_Exercise passage_
Working at Google vs Microsoft as Proxy for New vs. Old - cwan
http://www.techflash.com/seattle/2009/12/google_vs_microsoft_as_viewed_by_a_guy_who_worked_for_both.html

======
sriramk
I typically don't comment on threads on MSFT since I work there but I'll make
an exception (disclaimer - my own opinion, etc, etc).

I was there in person for this talk and quite disappointed. At first I thought
it was because the talk was so critical of MSFT but on thinking further, I
decided it was really because the talk was shallow and I expected something
better from someone with such credentials (the fact that the talks leading up
to this were great probably played a part too). I really expected a 'deeper'
talk with some insights. I think the talk slots the two companies into a false
dichotomy and regurgitates the 'good vs evil' metaphor, which frankly, is a
bit old and not very accurate.

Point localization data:
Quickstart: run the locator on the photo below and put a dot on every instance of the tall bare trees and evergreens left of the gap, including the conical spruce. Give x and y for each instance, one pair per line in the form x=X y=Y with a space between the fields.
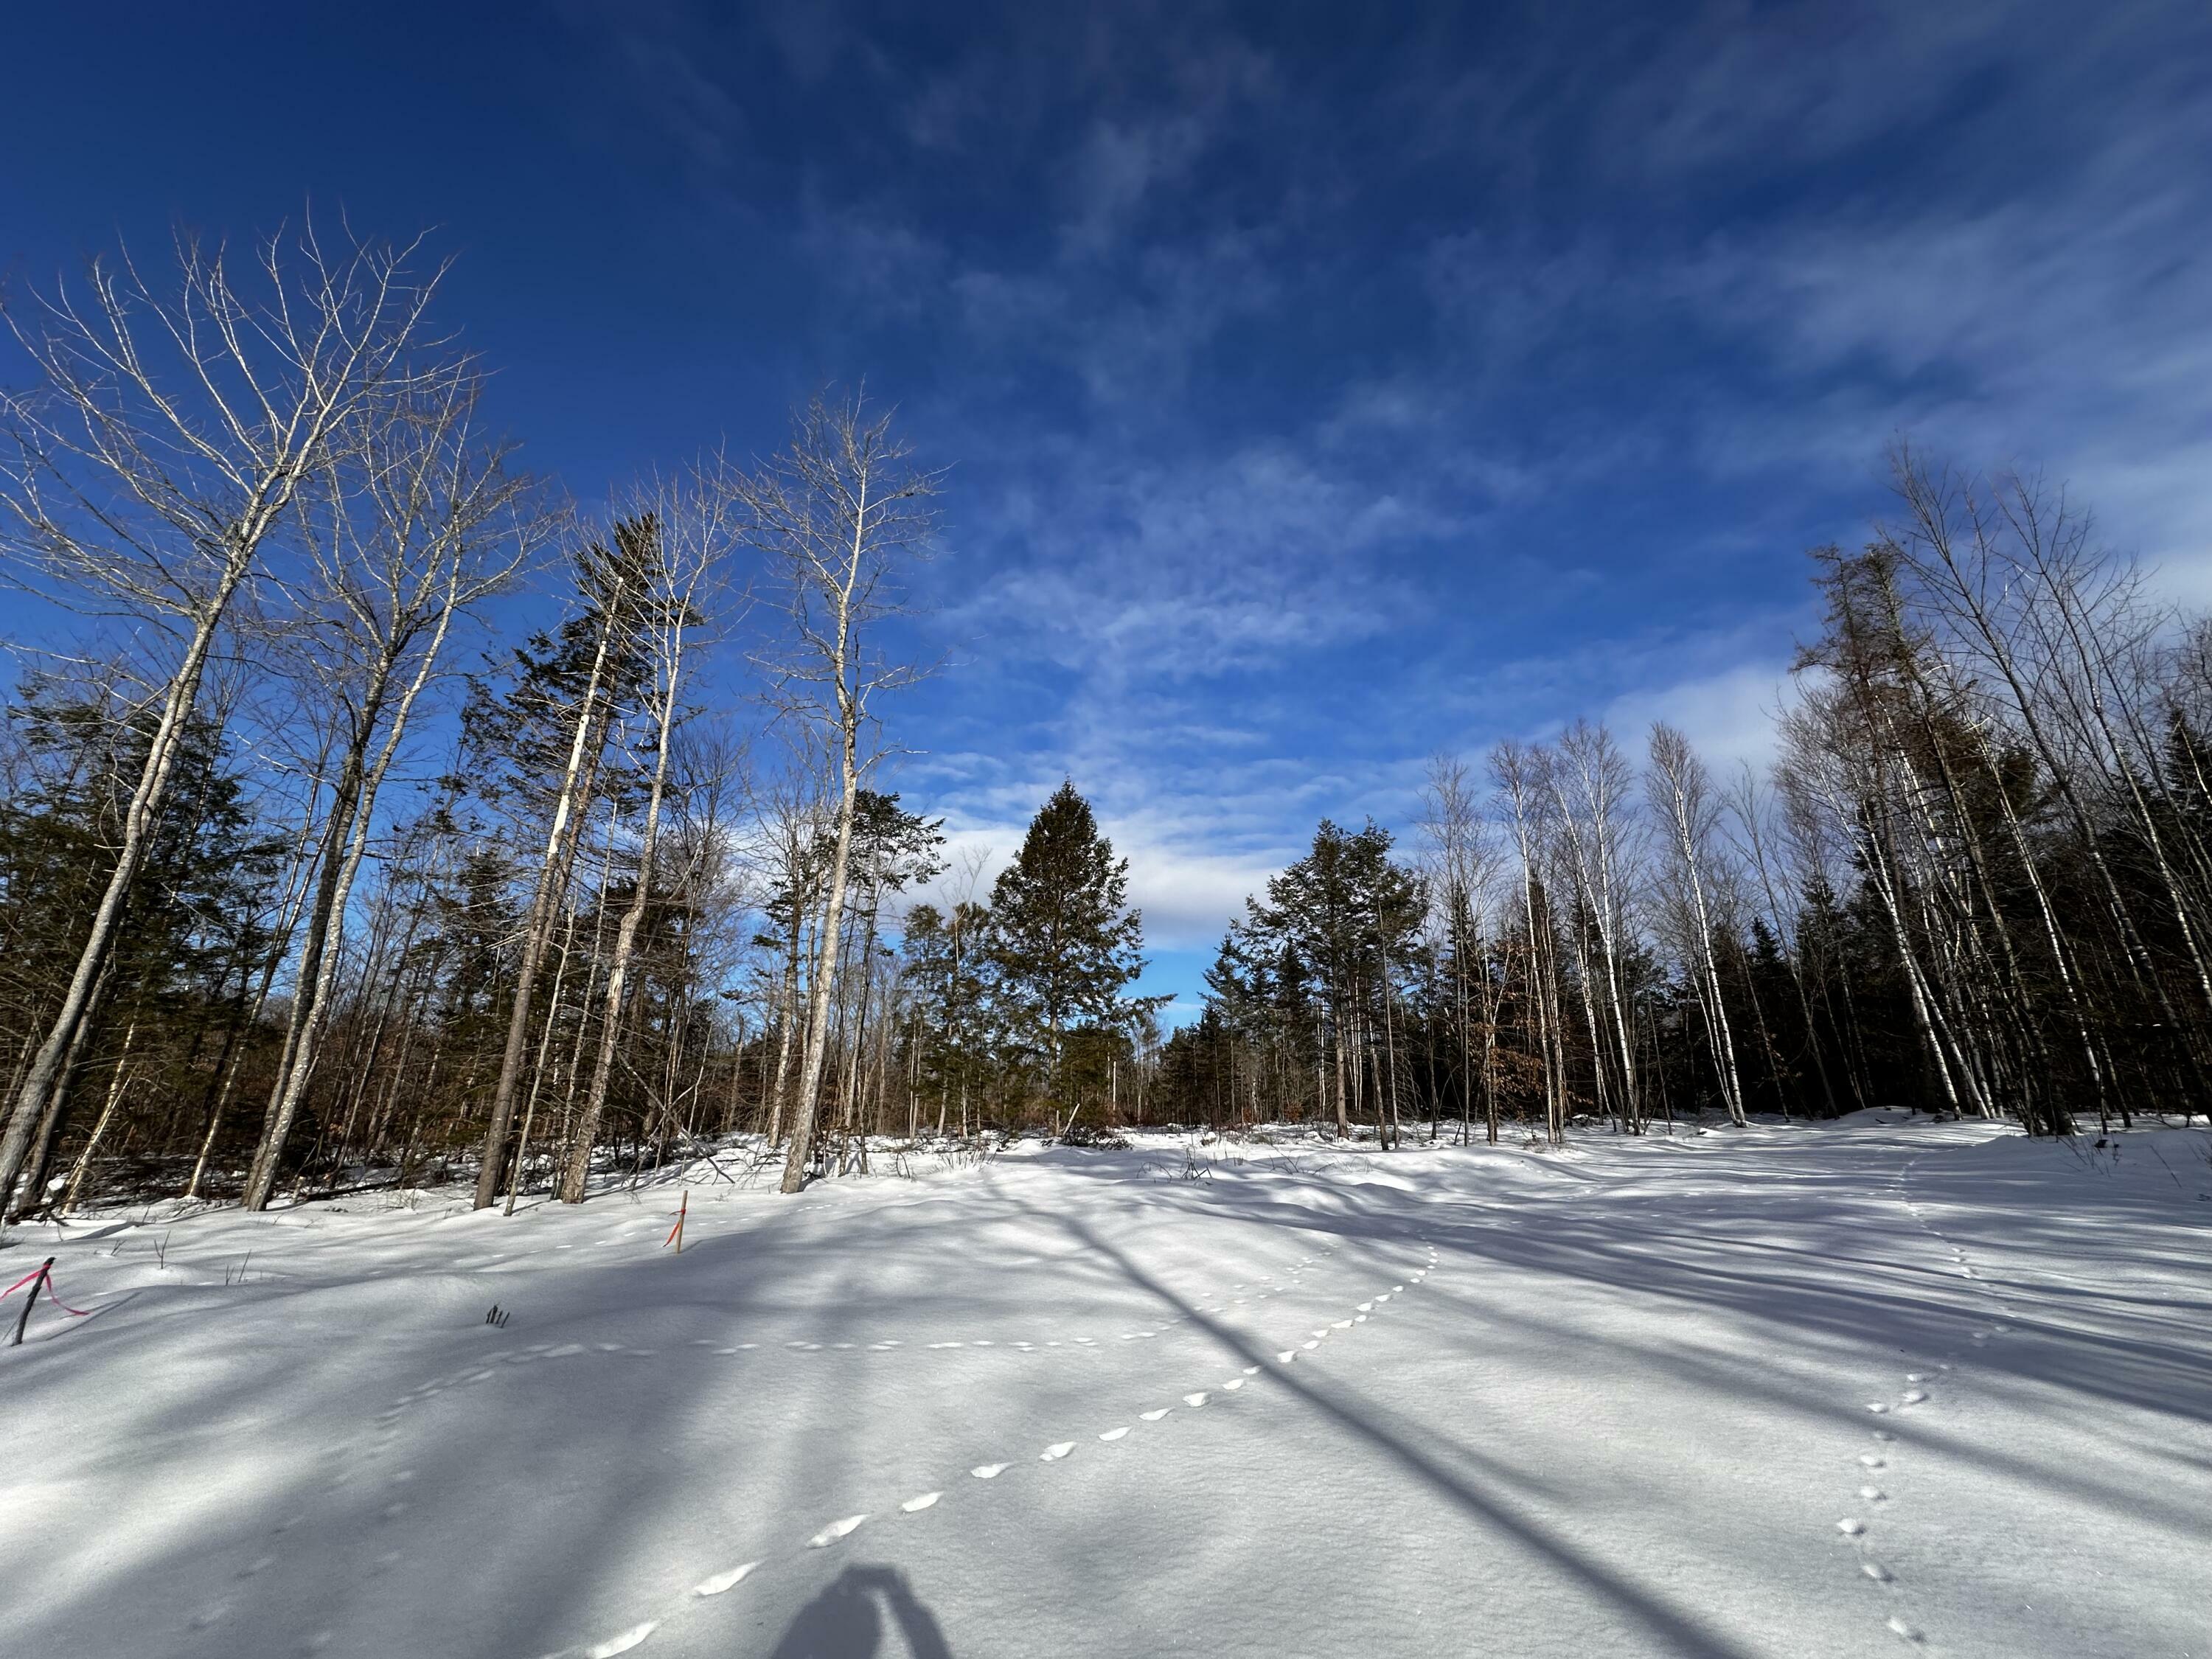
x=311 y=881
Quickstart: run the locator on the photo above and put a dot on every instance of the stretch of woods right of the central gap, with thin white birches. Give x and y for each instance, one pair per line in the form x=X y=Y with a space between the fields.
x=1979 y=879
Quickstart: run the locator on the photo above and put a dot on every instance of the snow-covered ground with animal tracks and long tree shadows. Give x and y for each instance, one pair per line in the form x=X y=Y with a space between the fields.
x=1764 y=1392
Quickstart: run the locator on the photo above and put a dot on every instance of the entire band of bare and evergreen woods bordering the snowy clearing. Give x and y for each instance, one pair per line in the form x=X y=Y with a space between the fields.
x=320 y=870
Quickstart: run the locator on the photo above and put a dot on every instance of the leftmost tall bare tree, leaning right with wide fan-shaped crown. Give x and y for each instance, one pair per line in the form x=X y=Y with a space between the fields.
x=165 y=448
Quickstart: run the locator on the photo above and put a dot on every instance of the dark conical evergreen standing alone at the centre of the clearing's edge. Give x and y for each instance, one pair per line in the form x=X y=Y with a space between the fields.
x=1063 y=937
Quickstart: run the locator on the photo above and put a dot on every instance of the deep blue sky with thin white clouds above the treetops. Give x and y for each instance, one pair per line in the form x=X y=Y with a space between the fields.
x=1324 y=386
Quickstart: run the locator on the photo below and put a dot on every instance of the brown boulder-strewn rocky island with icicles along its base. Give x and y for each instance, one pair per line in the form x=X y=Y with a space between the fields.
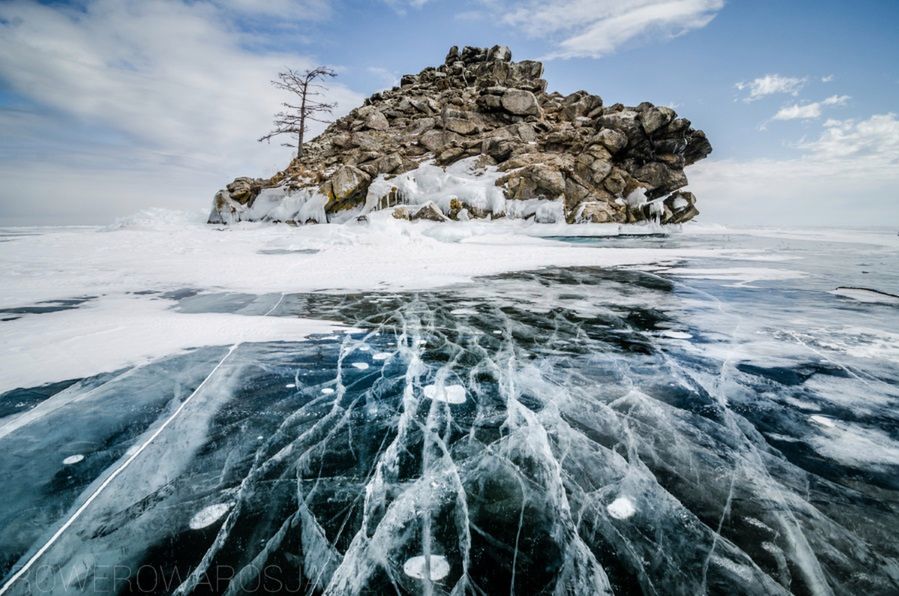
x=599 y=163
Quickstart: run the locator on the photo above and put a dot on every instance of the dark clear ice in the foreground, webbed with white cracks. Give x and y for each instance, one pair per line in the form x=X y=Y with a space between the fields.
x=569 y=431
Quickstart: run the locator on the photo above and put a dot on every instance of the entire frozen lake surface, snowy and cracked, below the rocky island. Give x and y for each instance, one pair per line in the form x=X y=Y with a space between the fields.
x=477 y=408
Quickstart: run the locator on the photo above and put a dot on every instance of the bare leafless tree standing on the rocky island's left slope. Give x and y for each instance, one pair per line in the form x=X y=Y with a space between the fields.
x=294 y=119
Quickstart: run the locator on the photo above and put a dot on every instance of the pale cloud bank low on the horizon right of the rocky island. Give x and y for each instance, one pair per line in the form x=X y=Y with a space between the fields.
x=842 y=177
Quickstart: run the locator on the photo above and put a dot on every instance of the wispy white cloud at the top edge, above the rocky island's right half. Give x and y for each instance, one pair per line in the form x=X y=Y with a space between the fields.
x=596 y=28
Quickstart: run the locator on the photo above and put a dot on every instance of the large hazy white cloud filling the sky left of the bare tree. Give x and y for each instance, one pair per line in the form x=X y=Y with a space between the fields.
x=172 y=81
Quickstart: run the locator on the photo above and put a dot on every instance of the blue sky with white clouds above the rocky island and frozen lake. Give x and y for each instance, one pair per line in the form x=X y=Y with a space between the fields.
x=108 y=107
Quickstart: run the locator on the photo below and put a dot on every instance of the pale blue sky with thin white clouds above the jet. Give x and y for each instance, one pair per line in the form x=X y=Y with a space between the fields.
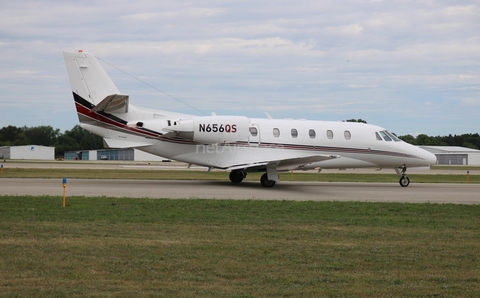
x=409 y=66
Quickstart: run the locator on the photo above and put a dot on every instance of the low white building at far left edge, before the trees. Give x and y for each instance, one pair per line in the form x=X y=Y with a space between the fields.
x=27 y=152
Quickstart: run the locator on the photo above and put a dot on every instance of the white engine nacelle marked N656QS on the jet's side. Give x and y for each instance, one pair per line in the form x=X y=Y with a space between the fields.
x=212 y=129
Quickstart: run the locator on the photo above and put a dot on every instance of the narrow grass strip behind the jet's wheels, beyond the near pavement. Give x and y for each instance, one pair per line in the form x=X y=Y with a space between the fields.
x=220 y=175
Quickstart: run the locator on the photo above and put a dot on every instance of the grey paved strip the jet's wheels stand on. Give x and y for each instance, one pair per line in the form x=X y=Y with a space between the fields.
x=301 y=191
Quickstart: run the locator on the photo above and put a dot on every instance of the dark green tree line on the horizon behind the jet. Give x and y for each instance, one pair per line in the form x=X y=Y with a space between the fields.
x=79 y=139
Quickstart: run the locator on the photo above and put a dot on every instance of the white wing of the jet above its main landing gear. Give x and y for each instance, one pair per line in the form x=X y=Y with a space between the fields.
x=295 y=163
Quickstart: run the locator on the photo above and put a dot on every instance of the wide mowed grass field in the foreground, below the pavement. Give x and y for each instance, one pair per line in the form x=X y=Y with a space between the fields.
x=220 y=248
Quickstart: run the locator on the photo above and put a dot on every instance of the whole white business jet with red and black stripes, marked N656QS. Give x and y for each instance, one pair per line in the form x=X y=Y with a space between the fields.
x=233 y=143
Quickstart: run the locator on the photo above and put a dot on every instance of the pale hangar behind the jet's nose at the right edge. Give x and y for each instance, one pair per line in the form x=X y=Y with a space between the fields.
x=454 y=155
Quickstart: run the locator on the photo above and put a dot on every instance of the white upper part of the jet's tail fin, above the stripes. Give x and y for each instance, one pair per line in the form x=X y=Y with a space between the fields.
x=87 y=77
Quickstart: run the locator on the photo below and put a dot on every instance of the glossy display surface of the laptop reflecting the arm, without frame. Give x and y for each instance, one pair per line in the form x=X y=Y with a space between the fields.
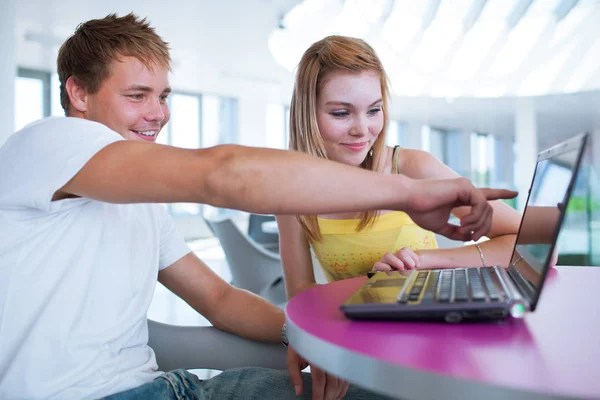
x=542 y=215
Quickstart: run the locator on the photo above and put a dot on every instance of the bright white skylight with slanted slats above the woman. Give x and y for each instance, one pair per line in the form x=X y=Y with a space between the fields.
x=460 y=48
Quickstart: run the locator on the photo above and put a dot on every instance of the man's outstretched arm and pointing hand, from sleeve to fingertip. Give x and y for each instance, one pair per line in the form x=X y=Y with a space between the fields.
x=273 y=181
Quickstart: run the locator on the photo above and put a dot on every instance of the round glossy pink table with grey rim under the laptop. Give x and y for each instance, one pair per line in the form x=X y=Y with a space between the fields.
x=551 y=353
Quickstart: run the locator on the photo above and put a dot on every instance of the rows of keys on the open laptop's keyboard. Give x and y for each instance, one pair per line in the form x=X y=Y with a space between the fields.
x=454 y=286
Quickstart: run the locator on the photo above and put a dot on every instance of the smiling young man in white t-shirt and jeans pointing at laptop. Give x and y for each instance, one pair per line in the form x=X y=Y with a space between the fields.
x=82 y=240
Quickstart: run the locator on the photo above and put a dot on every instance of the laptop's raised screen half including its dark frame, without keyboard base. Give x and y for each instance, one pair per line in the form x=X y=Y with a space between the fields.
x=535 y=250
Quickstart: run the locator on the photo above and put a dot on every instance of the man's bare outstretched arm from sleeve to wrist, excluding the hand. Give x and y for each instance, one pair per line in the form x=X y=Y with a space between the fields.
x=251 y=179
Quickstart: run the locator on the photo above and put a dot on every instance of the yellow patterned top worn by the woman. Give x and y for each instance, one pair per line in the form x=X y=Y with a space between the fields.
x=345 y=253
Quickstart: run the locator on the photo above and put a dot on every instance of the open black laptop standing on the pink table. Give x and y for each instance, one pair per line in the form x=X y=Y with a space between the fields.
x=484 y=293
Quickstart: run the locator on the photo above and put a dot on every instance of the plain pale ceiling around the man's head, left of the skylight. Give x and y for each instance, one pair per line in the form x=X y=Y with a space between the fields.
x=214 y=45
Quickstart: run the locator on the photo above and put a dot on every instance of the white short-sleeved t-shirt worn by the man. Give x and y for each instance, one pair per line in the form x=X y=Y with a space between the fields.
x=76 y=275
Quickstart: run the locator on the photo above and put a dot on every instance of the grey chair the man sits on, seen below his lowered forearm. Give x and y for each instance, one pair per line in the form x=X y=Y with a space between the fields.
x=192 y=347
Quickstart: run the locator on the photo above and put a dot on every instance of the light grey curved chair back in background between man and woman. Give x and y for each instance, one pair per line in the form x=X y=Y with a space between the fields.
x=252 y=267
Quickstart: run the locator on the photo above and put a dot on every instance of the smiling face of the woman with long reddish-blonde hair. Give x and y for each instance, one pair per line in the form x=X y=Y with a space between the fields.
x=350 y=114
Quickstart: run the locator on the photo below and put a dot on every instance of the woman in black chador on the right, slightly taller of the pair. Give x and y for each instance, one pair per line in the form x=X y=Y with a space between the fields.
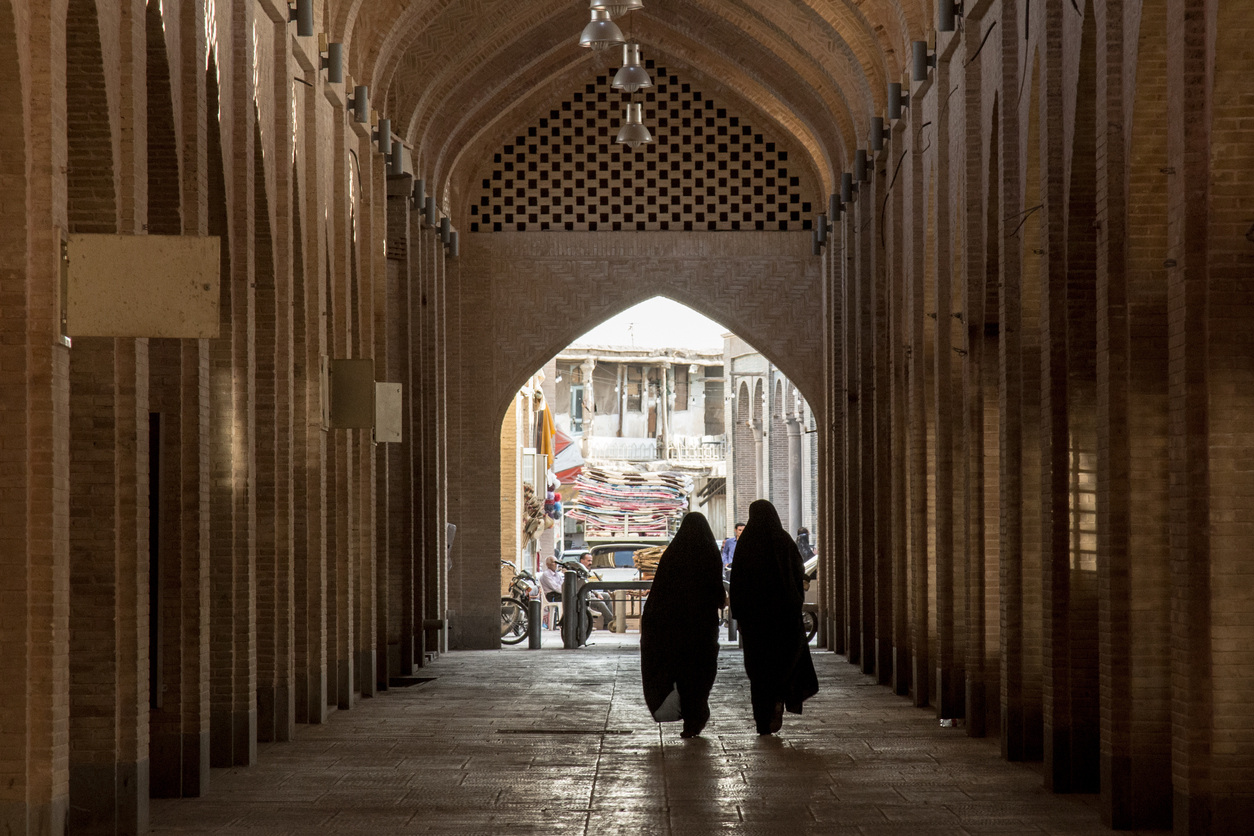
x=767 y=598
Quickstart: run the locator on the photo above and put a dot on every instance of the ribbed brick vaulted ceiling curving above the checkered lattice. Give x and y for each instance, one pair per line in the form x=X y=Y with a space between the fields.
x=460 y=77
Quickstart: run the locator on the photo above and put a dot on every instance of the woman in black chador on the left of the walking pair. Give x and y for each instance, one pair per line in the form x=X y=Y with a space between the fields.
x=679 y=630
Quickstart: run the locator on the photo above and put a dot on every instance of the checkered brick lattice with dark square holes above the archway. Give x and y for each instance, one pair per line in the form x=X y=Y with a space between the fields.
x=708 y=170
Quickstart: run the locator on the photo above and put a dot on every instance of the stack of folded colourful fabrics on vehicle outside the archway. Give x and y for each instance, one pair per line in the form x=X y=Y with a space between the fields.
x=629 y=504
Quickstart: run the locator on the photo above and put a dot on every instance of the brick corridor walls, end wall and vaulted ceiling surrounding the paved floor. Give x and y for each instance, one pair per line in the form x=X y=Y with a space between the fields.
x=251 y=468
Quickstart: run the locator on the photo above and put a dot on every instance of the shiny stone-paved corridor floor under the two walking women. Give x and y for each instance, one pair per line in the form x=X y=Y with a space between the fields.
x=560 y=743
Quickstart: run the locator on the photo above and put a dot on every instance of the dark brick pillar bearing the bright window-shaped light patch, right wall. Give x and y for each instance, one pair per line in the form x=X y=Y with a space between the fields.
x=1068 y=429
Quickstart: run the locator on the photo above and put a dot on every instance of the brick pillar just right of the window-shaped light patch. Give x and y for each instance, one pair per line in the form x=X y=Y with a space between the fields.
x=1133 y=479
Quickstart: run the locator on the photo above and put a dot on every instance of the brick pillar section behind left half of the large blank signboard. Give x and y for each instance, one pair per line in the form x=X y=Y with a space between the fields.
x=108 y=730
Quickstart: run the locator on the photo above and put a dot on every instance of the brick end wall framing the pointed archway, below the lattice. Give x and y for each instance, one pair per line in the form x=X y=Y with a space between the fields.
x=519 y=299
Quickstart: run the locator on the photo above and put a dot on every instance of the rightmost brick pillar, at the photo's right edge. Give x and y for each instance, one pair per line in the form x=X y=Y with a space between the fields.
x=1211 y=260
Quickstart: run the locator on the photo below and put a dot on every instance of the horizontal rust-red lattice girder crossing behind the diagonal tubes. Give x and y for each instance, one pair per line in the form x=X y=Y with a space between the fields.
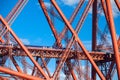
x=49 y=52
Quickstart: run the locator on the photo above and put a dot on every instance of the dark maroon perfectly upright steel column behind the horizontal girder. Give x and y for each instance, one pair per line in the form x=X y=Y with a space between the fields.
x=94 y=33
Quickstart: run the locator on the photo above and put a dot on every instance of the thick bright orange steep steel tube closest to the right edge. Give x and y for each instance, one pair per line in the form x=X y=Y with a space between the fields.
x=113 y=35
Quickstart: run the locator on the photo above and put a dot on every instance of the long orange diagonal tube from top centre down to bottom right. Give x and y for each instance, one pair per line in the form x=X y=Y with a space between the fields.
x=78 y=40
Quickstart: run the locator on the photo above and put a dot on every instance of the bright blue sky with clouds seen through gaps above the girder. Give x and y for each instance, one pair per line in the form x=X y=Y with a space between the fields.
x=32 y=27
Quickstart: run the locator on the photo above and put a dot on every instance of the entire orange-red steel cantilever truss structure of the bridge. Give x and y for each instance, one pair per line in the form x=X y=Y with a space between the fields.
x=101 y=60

_Instructions to follow_
In the thread about working at Google versus Microsoft, copy out word for word the part that opens with the words containing "I was there" and closes with "not very accurate.".

_Exercise answer_
I was there in person for this talk and quite disappointed. At first I thought
it was because the talk was so critical of MSFT but on thinking further, I
decided it was really because the talk was shallow and I expected something
better from someone with such credentials (the fact that the talks leading up
to this were great probably played a part too). I really expected a 'deeper'
talk with some insights. I think the talk slots the two companies into a false
dichotomy and regurgitates the 'good vs evil' metaphor, which frankly, is a
bit old and not very accurate.